### Consigna
Organiza los datos siguientes en una lista numerada, línea por línea, y omite las líneas en blanco.

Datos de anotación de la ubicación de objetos

------------------------------------------------------------------------

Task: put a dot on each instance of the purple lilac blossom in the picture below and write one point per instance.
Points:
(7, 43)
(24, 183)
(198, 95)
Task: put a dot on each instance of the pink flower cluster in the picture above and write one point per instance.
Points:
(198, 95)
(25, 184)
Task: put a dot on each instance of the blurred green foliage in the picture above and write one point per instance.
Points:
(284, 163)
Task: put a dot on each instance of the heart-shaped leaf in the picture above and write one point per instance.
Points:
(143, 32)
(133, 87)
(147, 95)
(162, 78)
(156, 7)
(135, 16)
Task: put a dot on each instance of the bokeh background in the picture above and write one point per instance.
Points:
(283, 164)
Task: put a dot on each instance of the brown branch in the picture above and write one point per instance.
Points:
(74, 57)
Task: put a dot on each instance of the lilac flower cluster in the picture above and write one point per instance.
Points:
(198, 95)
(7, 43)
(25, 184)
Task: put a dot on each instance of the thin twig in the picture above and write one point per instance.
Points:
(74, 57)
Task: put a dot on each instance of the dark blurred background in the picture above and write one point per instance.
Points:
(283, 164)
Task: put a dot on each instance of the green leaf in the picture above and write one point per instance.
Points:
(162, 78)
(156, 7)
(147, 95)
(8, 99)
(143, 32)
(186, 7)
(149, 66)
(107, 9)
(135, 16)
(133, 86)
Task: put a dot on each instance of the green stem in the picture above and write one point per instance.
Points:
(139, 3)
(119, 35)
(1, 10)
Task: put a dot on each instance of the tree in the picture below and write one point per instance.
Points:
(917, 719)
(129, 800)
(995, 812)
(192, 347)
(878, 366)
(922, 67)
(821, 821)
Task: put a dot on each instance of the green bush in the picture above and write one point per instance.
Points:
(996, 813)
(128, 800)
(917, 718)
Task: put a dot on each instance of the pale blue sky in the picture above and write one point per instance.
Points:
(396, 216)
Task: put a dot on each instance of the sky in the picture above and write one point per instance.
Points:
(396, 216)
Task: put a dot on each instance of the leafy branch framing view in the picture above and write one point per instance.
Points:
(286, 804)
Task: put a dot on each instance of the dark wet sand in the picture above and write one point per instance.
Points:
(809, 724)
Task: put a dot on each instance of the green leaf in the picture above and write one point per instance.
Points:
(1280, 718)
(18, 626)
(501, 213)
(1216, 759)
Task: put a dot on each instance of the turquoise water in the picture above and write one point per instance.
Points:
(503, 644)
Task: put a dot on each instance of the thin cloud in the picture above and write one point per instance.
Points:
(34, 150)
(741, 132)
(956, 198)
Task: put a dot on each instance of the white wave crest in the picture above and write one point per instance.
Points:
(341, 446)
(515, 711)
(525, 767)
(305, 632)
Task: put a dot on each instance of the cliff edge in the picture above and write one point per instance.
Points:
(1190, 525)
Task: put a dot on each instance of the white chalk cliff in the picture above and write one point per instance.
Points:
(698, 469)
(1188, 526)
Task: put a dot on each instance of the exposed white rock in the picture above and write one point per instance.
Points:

------------------------------------------------------------------------

### Solución completa
1. Task: put a dot on each instance of the purple lilac blossom in the picture below and write one point per instance.
2. Points:
3. (7, 43)
4. (24, 183)
5. (198, 95)
6. Task: put a dot on each instance of the pink flower cluster in the picture above and write one point per instance.
7. Points:
8. (198, 95)
9. (25, 184)
10. Task: put a dot on each instance of the blurred green foliage in the picture above and write one point per instance.
11. Points:
12. (284, 163)
13. Task: put a dot on each instance of the heart-shaped leaf in the picture above and write one point per instance.
14. Points:
15. (143, 32)
16. (133, 87)
17. (147, 95)
18. (162, 78)
19. (156, 7)
20. (135, 16)
21. Task: put a dot on each instance of the bokeh background in the picture above and write one point per instance.
22. Points:
23. (283, 164)
24. Task: put a dot on each instance of the brown branch in the picture above and write one point per instance.
25. Points:
26. (74, 57)
27. Task: put a dot on each instance of the lilac flower cluster in the picture above and write one point per instance.
28. Points:
29. (198, 95)
30. (7, 43)
31. (25, 184)
32. Task: put a dot on each instance of the thin twig in the picture above and write one point per instance.
33. Points:
34. (74, 57)
35. Task: put a dot on each instance of the dark blurred background in the picture above and write one point per instance.
36. Points:
37. (283, 164)
38. Task: put a dot on each instance of the green leaf in the picture above and write one point per instance.
39. Points:
40. (162, 78)
41. (156, 7)
42. (147, 95)
43. (8, 99)
44. (143, 32)
45. (186, 7)
46. (149, 66)
47. (107, 9)
48. (135, 16)
49. (133, 86)
50. Task: put a dot on each instance of the green stem in the picture above and write one point per instance.
51. Points:
52. (139, 3)
53. (119, 35)
54. (1, 10)
55. Task: put a dot on each instance of the tree in the picture below and write one point per instance.
56. Points:
57. (917, 719)
58. (129, 800)
59. (995, 812)
60. (192, 347)
61. (878, 366)
62. (922, 67)
63. (821, 821)
64. Task: put a dot on each instance of the green bush in the picture above and write one point per instance.
65. Points:
66. (996, 813)
67. (128, 800)
68. (917, 718)
69. Task: put a dot on each instance of the pale blue sky in the picture above and write one point per instance.
70. Points:
71. (396, 216)
72. Task: put a dot on each instance of the sky in the picture above and write one point per instance.
73. Points:
74. (396, 216)
75. Task: put a dot on each instance of the leafy branch framing view in the picture above and write one point per instance.
76. Points:
77. (286, 804)
78. Task: put a dot on each instance of the dark wet sand in the picture above and write one point per instance.
79. Points:
80. (809, 724)
81. Task: put a dot on each instance of the green leaf in the picture above and write one point per instance.
82. Points:
83. (1280, 718)
84. (18, 626)
85. (501, 213)
86. (1216, 759)
87. Task: put a dot on each instance of the turquoise water in the picture above and write one point per instance.
88. Points:
89. (503, 644)
90. Task: put a dot on each instance of the thin cloud in the picture above and write one point per instance.
91. Points:
92. (34, 150)
93. (741, 132)
94. (956, 198)
95. Task: put a dot on each instance of the white wave crest in the picture above and write one point per instance.
96. Points:
97. (341, 446)
98. (515, 711)
99. (525, 767)
100. (305, 632)
101. Task: put a dot on each instance of the cliff edge in the picture above and write one point per instance.
102. Points:
103. (1190, 525)
104. Task: put a dot on each instance of the white chalk cliff in the picture above and write one point per instance.
105. Points:
106. (698, 469)
107. (1188, 526)
108. Task: put a dot on each instance of the exposed white rock in the picture above and write one point per instance.
109. Points:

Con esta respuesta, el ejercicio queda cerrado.